The invention refers to an encoding apparatus for processing an input signal and to a decoding apparatus for processing an encoded signal. The invention also refers to corresponding methods and to a computer program.
A central part of speech and audio codecs are their perceptual models, which describe the relative perceptual importance of errors in different elements of the signal representation. In practice, the perceptual models consist of signal-dependent weighting factors which are used in quantization of each element. For optimal performance, it would be desirable to use the same perceptual model at the decoder. While the perceptual model is signal-dependent, however, it is not known in advance at the decoder, whereby audio codecs generally transmit this model explicitly, at the cost of increased bit-consumption.
The era of Internet of Things (IoT) is approaching, whereby the next generation of speech and audio coders should embrace it. The design goals of IoT-systems however fit poorly with the classic design of speech and audio coders, whereby a larger redesign of the coders is necessitated.
Primarily, whereas state-of-the-art speech and audio coder such as AMR-WB, EVS, USAC and AAC consist of intelligent and complex encoders and relatively simple decoders [1-4], since IoT should support distributed low-complexity sensor-nodes, encoders are advantageously to be simple.

DATA SECTION =>
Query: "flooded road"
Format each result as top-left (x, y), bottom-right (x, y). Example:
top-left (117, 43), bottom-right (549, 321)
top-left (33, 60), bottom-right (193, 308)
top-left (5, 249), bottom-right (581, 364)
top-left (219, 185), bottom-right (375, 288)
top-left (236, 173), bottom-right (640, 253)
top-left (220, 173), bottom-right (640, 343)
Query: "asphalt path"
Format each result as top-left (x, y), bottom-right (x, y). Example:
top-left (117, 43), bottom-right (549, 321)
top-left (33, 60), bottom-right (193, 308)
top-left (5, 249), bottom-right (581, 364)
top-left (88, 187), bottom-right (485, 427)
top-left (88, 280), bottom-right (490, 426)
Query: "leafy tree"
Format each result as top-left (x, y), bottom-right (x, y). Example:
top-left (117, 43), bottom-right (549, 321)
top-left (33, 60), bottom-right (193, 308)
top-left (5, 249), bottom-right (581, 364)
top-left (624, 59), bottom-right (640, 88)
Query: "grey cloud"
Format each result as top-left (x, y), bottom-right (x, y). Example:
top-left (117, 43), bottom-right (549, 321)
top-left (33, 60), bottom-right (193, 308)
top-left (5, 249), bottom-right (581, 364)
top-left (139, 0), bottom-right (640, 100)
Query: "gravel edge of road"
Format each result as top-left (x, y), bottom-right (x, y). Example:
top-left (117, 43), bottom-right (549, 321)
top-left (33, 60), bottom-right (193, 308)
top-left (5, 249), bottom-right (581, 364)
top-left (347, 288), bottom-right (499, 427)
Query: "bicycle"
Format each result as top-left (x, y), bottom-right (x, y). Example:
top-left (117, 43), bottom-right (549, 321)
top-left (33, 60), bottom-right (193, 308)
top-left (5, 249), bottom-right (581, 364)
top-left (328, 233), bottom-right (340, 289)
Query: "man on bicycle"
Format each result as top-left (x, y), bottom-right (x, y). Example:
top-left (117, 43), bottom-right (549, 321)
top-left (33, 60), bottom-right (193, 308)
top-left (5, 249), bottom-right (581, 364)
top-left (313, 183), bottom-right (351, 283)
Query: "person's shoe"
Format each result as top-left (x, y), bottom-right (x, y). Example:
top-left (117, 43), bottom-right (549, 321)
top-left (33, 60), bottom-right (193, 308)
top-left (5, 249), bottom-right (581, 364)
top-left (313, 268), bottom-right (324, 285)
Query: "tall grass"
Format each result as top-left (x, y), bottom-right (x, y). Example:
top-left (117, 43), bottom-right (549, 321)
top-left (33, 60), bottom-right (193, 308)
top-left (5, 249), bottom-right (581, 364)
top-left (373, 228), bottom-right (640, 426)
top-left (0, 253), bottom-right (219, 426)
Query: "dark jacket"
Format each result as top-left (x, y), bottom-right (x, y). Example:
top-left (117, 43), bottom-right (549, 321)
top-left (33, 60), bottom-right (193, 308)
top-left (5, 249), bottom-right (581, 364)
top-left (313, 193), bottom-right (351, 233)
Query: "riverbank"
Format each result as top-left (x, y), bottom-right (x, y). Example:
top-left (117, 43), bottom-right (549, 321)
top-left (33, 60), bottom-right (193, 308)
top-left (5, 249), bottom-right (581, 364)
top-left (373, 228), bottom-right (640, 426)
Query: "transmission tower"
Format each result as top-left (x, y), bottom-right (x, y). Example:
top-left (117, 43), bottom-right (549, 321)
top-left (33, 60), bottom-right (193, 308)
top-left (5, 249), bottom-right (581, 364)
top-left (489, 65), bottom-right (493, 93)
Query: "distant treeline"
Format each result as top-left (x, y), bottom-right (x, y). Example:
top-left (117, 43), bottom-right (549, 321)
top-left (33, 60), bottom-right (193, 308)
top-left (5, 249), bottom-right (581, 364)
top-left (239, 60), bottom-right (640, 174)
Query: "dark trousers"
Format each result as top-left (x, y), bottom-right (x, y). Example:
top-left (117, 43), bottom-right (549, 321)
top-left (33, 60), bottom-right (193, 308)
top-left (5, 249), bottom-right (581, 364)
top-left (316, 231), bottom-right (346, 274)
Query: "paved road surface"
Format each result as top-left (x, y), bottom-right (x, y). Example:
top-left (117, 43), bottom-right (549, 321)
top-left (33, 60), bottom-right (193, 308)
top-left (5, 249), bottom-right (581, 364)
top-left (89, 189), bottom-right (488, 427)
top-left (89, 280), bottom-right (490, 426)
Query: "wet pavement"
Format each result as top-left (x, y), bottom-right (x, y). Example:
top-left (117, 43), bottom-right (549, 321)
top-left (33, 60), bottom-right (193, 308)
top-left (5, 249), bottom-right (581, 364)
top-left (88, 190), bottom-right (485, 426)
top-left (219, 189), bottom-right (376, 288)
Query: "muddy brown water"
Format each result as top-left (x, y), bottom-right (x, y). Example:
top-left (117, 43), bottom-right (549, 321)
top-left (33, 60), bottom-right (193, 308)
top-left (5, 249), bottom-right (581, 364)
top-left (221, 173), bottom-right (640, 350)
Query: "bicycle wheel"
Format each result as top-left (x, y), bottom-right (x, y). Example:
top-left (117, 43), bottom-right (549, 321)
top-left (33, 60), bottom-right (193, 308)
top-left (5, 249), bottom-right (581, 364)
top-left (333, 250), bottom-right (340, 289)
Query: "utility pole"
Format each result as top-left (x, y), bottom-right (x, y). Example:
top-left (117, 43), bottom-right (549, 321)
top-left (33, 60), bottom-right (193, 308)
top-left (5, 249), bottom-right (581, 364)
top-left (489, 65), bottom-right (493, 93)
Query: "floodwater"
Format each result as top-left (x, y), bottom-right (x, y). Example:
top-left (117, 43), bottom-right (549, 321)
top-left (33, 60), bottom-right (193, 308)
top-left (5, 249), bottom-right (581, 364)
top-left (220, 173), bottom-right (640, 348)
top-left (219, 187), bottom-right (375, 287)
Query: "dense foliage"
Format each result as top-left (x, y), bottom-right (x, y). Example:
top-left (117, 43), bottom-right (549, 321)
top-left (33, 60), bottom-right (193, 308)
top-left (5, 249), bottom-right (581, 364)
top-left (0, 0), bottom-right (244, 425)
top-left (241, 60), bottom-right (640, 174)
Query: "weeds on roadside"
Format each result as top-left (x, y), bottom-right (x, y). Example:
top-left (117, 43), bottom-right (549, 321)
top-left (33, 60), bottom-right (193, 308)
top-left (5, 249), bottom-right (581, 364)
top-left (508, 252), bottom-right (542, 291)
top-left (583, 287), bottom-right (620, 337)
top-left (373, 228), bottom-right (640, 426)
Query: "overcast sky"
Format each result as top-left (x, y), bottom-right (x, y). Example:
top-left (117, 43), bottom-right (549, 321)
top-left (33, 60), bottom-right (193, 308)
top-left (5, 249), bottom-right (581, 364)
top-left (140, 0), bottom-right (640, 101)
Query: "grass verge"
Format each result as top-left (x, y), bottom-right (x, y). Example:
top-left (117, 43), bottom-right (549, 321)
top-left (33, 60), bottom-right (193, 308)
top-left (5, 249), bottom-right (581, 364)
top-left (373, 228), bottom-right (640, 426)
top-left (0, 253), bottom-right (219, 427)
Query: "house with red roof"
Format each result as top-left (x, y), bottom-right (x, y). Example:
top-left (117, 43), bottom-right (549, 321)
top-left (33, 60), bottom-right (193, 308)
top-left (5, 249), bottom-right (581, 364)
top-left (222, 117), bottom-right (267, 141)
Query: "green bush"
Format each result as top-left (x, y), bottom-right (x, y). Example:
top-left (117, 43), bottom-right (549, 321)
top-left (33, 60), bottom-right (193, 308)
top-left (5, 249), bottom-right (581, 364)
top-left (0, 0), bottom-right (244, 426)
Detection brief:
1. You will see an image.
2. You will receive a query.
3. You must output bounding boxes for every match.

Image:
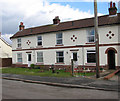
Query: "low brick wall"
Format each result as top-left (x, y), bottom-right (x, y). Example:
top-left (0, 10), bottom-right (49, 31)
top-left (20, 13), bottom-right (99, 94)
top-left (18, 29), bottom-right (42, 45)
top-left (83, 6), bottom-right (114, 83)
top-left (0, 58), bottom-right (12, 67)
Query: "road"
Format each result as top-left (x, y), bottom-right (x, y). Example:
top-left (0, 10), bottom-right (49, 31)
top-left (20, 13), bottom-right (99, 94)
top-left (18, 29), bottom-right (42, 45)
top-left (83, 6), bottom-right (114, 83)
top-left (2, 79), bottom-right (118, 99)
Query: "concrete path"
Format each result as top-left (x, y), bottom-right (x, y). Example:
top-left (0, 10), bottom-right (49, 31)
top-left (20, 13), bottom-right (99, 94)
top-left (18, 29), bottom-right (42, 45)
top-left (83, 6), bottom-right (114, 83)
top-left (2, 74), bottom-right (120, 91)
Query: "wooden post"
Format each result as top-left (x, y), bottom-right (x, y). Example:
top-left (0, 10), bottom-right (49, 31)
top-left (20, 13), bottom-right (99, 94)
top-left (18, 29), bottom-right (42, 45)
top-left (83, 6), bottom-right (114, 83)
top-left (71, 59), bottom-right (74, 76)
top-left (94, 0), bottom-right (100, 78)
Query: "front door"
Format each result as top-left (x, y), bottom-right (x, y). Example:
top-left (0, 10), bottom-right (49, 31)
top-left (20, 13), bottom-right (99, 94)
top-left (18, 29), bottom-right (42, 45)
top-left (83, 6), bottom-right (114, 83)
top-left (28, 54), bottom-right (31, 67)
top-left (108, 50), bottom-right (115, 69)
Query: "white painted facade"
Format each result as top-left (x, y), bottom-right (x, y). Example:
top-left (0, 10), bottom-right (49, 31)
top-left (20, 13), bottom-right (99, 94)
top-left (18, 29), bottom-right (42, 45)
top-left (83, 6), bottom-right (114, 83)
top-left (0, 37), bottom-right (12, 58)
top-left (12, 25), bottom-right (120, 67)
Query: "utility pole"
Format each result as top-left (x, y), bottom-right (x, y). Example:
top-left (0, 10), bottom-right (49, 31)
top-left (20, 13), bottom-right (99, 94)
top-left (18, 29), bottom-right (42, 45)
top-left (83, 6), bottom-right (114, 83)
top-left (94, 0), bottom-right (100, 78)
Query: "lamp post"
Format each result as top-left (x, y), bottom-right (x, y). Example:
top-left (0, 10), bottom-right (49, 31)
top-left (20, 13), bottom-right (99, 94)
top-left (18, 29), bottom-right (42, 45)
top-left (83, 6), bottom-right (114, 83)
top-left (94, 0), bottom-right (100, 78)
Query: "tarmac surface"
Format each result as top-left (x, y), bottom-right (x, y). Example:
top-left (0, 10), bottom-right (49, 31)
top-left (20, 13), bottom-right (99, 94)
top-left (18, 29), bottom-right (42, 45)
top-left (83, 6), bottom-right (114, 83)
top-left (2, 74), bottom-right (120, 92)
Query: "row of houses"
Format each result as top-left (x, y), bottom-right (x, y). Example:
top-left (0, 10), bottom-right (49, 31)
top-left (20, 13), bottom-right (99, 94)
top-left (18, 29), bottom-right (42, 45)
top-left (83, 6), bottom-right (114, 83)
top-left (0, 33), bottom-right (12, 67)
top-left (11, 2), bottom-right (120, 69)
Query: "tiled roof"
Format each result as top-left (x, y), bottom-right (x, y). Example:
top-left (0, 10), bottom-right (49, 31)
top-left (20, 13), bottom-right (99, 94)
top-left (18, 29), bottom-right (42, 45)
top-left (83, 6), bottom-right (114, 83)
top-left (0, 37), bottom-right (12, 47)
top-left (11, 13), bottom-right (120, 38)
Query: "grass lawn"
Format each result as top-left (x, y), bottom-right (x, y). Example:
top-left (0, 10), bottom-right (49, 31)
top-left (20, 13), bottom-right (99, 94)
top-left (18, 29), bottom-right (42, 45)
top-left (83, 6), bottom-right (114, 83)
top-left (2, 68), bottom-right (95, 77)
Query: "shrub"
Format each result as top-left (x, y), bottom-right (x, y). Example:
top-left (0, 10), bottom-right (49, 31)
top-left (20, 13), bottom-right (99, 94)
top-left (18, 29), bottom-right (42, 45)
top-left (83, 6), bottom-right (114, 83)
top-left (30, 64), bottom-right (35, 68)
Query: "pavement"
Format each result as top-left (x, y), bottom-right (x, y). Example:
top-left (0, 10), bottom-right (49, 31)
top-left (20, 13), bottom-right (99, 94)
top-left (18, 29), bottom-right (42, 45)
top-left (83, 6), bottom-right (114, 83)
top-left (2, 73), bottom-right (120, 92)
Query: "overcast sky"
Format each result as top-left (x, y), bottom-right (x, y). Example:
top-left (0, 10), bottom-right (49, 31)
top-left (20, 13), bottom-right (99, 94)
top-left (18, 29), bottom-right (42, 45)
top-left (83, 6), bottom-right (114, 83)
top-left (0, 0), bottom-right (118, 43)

==

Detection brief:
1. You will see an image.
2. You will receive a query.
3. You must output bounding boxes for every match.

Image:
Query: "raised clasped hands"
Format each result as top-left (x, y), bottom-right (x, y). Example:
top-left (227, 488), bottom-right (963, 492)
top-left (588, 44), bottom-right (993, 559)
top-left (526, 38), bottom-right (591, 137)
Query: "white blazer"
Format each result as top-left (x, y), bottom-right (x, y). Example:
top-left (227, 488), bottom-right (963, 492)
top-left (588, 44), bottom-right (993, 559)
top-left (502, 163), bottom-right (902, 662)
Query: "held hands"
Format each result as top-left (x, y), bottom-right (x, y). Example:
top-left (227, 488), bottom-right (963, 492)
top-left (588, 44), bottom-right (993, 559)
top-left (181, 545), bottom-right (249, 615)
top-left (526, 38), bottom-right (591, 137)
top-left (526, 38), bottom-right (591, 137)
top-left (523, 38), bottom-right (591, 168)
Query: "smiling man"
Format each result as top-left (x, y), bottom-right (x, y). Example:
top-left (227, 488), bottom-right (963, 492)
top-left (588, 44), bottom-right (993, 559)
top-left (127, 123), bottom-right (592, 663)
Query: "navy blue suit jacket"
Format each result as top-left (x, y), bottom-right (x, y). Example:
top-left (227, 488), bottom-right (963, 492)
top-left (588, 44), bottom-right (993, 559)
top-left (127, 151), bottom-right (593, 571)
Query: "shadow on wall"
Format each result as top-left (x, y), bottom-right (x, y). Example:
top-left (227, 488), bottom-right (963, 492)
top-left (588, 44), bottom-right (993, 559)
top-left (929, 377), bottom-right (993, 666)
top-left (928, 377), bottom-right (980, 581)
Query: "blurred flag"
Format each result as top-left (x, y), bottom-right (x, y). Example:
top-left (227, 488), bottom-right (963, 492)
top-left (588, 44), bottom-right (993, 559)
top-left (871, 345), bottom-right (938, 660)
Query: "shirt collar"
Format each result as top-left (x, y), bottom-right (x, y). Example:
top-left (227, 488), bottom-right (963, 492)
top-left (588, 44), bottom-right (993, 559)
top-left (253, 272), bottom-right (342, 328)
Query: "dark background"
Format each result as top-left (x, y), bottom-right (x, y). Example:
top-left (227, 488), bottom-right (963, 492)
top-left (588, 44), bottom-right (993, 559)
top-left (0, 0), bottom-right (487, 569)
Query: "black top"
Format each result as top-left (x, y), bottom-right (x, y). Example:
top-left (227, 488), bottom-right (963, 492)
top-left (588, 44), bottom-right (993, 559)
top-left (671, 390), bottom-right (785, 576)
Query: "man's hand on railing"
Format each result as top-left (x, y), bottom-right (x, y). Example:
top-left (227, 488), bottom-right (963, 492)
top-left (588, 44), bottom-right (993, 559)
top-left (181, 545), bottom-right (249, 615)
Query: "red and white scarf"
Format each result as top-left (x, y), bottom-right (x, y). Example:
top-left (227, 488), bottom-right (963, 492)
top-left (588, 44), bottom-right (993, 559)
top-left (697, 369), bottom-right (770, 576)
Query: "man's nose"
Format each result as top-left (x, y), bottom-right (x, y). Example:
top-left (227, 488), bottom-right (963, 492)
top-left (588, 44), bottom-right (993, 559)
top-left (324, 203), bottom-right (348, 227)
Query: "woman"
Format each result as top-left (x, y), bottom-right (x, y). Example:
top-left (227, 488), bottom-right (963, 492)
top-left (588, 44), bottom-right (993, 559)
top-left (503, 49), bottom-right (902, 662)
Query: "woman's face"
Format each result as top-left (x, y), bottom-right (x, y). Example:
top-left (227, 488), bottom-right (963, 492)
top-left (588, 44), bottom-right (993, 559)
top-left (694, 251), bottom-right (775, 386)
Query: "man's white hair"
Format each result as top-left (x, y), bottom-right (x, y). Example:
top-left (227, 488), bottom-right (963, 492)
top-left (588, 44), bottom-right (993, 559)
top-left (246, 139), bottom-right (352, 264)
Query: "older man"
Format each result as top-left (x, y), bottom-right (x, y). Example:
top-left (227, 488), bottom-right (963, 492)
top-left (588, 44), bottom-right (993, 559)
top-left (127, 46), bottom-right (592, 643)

* * *

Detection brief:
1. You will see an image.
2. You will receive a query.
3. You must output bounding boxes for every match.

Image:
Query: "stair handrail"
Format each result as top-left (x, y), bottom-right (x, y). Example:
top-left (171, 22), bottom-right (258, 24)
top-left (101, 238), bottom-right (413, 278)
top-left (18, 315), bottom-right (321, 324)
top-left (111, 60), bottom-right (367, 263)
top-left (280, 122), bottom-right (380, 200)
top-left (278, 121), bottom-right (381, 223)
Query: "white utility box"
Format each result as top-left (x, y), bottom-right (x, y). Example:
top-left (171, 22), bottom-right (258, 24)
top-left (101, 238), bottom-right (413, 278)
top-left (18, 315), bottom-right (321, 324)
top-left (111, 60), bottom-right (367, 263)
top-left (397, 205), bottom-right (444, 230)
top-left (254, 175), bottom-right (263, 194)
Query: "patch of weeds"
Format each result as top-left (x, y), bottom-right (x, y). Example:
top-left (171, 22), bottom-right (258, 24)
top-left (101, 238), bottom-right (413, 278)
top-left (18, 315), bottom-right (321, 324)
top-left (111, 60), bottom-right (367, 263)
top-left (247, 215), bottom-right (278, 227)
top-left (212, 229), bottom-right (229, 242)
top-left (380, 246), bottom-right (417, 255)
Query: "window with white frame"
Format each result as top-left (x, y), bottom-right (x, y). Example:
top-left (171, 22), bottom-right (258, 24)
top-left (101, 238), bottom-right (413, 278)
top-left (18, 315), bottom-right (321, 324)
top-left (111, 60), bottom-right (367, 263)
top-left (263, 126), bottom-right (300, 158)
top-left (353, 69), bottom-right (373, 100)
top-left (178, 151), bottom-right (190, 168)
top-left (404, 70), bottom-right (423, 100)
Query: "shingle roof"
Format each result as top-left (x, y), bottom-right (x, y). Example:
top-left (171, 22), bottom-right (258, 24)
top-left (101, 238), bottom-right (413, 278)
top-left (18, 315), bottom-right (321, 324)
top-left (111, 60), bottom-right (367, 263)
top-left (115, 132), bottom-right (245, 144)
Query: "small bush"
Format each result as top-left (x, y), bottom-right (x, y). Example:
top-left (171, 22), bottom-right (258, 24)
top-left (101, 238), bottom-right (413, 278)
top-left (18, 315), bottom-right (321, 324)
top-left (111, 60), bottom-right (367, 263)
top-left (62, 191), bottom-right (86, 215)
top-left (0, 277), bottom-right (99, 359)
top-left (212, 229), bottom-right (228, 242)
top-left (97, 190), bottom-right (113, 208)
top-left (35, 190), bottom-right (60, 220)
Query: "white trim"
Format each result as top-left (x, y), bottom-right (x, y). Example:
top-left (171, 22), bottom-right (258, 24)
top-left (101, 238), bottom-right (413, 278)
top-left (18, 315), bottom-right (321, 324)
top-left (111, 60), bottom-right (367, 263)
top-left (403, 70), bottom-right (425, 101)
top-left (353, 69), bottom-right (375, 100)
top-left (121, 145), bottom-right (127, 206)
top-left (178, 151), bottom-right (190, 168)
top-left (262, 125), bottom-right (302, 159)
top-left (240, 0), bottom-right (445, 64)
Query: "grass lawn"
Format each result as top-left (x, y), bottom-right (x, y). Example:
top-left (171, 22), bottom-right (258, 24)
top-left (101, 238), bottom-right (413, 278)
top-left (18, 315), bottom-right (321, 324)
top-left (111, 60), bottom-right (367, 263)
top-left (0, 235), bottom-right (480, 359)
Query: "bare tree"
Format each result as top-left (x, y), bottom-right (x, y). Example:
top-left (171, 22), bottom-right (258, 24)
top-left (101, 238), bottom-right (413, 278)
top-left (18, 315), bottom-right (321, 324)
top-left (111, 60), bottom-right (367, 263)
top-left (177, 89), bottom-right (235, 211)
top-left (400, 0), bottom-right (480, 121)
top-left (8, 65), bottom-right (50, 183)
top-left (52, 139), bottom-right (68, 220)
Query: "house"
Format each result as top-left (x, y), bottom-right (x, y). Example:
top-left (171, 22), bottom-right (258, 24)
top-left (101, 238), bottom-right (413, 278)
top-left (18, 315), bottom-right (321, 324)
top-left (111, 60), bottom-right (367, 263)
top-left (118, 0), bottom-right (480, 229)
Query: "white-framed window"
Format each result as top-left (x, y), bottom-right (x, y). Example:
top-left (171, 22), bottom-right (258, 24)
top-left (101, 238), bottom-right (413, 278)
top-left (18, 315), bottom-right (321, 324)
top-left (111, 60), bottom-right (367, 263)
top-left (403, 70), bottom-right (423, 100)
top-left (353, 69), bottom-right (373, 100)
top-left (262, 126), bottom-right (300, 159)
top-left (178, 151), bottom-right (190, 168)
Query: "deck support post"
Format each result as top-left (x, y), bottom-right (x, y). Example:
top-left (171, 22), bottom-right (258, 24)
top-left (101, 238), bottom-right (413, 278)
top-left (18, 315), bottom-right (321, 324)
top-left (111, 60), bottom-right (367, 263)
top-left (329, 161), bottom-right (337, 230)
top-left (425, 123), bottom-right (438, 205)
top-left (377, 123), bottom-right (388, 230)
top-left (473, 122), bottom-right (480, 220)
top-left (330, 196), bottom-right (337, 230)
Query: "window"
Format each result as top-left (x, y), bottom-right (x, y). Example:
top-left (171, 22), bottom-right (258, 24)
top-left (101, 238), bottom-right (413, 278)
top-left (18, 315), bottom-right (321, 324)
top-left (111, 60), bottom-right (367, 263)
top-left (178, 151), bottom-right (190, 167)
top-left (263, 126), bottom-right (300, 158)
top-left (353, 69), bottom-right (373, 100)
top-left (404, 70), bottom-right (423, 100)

ASSIGNED TASK 1 => From the audio codec text, reproduce the passage that begins at the words "The invention refers" and stops after the words "of increased bit-consumption.".
ASSIGNED TASK 2 => Translate this sentence from the audio codec text into Spanish: "The invention also refers to corresponding methods and to a computer program."
ASSIGNED TASK 3 => In the audio codec text, what do perceptual models consist of in practice?

RESPONSE BOX 1 =>
The invention refers to an encoding apparatus for processing an input signal and to a decoding apparatus for processing an encoded signal. The invention also refers to corresponding methods and to a computer program.
A central part of speech and audio codecs are their perceptual models, which describe the relative perceptual importance of errors in different elements of the signal representation. In practice, the perceptual models consist of signal-dependent weighting factors which are used in quantization of each element. For optimal performance, it would be desirable to use the same perceptual model at the decoder. While the perceptual model is signal-dependent, however, it is not known in advance at the decoder, whereby audio codecs generally transmit this model explicitly, at the cost of increased bit-consumption.

RESPONSE BOX 2 => La invención también se refiere a los métodos correspondientes y a un programa informático.

RESPONSE BOX 3 => Signal-dependent weighting factors used in the quantization of each element.